AIM OF THE EXERCISE: Repeat the entries shown below with every word and mark intact.

Records contained in a dataset
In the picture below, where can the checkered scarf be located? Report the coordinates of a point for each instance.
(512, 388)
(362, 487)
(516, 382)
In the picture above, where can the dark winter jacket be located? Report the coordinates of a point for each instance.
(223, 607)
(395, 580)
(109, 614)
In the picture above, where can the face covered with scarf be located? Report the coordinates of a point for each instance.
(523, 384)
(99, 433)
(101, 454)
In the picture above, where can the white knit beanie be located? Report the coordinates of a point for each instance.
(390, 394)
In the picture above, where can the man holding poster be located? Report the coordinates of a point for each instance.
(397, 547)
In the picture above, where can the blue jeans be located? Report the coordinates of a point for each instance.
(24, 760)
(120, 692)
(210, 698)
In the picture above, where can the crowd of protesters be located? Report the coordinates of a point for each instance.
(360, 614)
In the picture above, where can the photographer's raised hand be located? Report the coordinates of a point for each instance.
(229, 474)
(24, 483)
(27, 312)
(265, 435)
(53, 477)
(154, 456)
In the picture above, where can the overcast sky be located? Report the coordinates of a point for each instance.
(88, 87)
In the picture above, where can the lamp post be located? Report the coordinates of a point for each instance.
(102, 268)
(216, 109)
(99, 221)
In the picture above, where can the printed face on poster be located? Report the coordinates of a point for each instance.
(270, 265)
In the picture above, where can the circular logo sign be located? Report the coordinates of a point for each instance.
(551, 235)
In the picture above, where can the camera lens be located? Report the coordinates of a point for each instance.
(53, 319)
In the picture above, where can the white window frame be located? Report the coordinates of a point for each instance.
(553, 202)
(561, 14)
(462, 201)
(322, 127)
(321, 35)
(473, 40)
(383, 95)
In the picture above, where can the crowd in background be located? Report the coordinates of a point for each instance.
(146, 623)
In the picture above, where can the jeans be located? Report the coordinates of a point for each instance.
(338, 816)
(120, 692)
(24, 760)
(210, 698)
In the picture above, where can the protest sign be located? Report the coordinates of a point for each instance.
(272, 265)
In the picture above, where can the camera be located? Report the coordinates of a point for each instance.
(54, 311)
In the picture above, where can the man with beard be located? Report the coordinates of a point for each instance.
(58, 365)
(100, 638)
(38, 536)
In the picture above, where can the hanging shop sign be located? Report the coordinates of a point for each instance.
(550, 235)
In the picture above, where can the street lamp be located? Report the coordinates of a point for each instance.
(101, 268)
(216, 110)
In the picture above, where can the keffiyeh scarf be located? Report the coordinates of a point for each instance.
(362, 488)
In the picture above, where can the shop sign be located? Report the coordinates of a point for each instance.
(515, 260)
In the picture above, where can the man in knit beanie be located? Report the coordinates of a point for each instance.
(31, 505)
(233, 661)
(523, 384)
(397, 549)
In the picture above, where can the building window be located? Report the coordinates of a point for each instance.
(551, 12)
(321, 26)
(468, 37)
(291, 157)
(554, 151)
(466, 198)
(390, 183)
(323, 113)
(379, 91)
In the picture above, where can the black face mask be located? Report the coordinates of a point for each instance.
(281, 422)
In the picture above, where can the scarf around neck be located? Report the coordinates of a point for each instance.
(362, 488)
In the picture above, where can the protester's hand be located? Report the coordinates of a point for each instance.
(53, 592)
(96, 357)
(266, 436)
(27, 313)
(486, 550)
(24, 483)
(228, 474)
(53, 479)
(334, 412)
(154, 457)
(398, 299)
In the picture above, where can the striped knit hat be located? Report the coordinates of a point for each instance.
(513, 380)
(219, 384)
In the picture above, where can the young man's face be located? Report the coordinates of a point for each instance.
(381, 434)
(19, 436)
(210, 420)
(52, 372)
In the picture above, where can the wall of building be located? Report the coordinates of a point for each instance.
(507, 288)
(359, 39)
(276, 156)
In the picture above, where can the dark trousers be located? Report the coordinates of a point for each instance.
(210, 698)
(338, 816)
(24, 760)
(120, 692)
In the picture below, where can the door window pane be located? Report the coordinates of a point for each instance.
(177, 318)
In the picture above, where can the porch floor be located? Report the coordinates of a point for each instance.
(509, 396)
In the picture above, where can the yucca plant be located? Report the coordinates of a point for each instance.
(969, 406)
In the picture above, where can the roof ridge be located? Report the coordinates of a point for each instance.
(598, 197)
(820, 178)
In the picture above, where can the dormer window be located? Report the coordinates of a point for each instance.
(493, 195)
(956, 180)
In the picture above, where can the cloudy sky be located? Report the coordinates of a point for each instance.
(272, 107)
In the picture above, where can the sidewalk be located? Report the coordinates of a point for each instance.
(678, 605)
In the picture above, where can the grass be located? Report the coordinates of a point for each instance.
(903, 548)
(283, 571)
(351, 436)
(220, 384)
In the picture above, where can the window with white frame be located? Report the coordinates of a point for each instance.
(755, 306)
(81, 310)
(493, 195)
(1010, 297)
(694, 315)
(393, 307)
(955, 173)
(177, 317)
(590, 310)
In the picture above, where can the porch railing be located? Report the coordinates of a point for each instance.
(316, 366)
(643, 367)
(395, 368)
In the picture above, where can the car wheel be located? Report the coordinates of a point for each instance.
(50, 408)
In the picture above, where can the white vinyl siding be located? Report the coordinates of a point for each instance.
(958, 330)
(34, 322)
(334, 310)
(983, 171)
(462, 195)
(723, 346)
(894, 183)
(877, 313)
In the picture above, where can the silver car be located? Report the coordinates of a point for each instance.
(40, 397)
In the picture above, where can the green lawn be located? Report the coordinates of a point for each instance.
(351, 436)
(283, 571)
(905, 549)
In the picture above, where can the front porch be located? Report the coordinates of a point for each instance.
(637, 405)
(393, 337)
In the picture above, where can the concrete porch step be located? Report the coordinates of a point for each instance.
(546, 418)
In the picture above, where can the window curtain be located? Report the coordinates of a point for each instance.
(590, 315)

PROBLEM SOLUTION:
In the picture below, where can the checkered scarf be located? Report the coordinates of a point for each instance.
(512, 388)
(362, 487)
(516, 382)
In the picture above, where can the dark winter jacket be located? Report the coordinates of a point for each instance.
(223, 607)
(395, 580)
(109, 614)
In the picture above, where can the face covered with scarf be located? Report the coordinates of a point for each instance.
(523, 384)
(99, 433)
(101, 454)
In the picture above, where can the white knit beanie be located? Report the coordinates of a point for each instance.
(390, 394)
In the picture above, where can the man holding poster be located? Report the coordinates of a point for each instance.
(397, 547)
In the picture above, where can the blue jeans be located? Report the coordinates of a point for each instance.
(24, 760)
(120, 692)
(210, 698)
In the picture above, where can the crowd of protesters be located? Report the coordinates of a point for each instance.
(360, 614)
In the picture above, where can the photographer's raised hand be located? Report the coordinates of a point for each instance.
(229, 474)
(24, 483)
(27, 312)
(265, 435)
(53, 477)
(154, 456)
In the picture above, where can the overcast sky be located? Report the coordinates of a point for each instance.
(88, 87)
In the picture above, where can the lamp post be located? Report the coordinates of a point for each instance.
(102, 268)
(216, 109)
(99, 221)
In the picture above, where can the printed face on poster be located? Report the coordinates of a point for each instance.
(270, 265)
In the picture above, where can the circular logo sign be located? Report the coordinates of a point for each instance.
(551, 235)
In the picture above, where can the camera lens be located? Report the coordinates of a point for each instance.
(53, 319)
In the picture above, where can the white window frame be located? Report the coordinates of a point for each instance.
(553, 202)
(561, 14)
(462, 201)
(322, 127)
(321, 35)
(473, 40)
(383, 95)
In the picture above, where can the crowd in background be located? Report the coordinates of a point for each instance.
(146, 623)
In the picture above, where can the jeans be located? Report the coordinates of a point for each instance.
(338, 816)
(120, 692)
(24, 760)
(210, 698)
In the picture above, where can the protest sign be located? Report the coordinates of a point for each instance.
(272, 265)
In the picture above, where can the camera be located? Report the coordinates of a point for each instance.
(54, 311)
In the picture above, where can the man with beard be located? Report the coordinates of a point for each instance.
(58, 365)
(100, 638)
(38, 536)
In the picture above, where can the hanging shop sign be located? Report the coordinates of a point for each instance.
(550, 235)
In the picture above, where can the street lamp be located? Report the coordinates of a point for each instance.
(101, 268)
(216, 110)
In the picture above, where can the keffiyeh scarf be located? Report the coordinates of a point for each instance.
(362, 488)
In the picture above, where can the shop sign be located? Report the coordinates of a point for each instance.
(515, 260)
In the picture above, where can the man in knit beanie be located? Report the coordinates of a point for each instance.
(31, 505)
(233, 661)
(523, 384)
(397, 549)
In the picture above, where can the building window be located? Report the coordinates of a point for each instance.
(551, 12)
(321, 26)
(468, 37)
(291, 157)
(554, 151)
(466, 198)
(390, 183)
(323, 113)
(379, 91)
In the picture above, where can the black face mask be located? Report the coordinates of a point for each instance.
(281, 422)
In the picture above, where can the scarf around neck be located? Report the coordinates of a point for each instance.
(362, 488)
In the picture above, where can the protester's hand be located? Report the coordinates of a point for each instance.
(53, 592)
(96, 357)
(266, 436)
(27, 313)
(486, 550)
(24, 483)
(228, 474)
(53, 479)
(334, 412)
(154, 457)
(398, 299)
In the picture above, where can the striped knit hat be located? Report the coordinates of a point for each instance.
(513, 380)
(219, 384)
In the picture above, where can the young man's face be located? Report the coordinates of a point for each instance.
(381, 434)
(19, 436)
(210, 420)
(52, 372)
In the picture above, where can the wall of building be located? Report the coordinates of a point for each instance.
(507, 288)
(359, 39)
(276, 156)
In the picture above, where can the dark trousers be located? Report the coordinates of a point for each instance.
(210, 698)
(338, 816)
(24, 760)
(120, 692)
In the picture below, where can the door window pane be located? Report the coordinates of a point for each instance.
(177, 318)
In the picture above, where can the porch floor be located? Report the coordinates of a point for each instance.
(509, 396)
In the picture above, where can the yucca plant be located? Report the coordinates of a point for each instance.
(969, 406)
In the picture above, where can the roof ridge be located? Report the coordinates of a point for each instance.
(598, 197)
(820, 178)
In the picture above, where can the dormer window be located? Report the coordinates of a point for each instance.
(493, 195)
(956, 180)
In the picture above, where can the cloudy sky be located? Report the coordinates of a point for each instance.
(272, 107)
In the picture above, where can the sidewalk be located? Report the coordinates of a point for each instance.
(678, 605)
In the picture above, where can the grass be located? Report the coordinates of a point for each instance.
(903, 548)
(283, 571)
(351, 436)
(220, 384)
In the picture above, where can the window with white frame be located? Report the coordinates of a point for each instance.
(755, 306)
(81, 310)
(493, 195)
(1010, 297)
(694, 315)
(393, 307)
(955, 173)
(177, 317)
(590, 310)
In the picture above, where can the porch railing be located? Report the coordinates of a point for each instance.
(316, 366)
(643, 367)
(395, 368)
In the picture above, where can the car wheel be located? Report the coordinates of a point for each instance.
(50, 408)
In the picture above, where can the white vinyl siding be located? Report the coordinates of a point for each instance.
(958, 330)
(34, 322)
(334, 310)
(983, 171)
(462, 195)
(723, 346)
(894, 183)
(877, 313)
In the picture above, where can the silver car be located? Report the coordinates of a point for each instance.
(40, 397)
In the picture above, where can the green lawn be located? Report the coordinates of a point for each instance.
(351, 436)
(283, 571)
(905, 549)
In the picture above, where can the front porch be located? Report the coordinates of a point for each instance.
(637, 405)
(393, 337)
In the picture above, where can the concrete porch step be located? Report the coordinates of a point for each instance.
(546, 418)
In the picture above, where can the window curtain be located? Report the coordinates of a point for each instance.
(590, 315)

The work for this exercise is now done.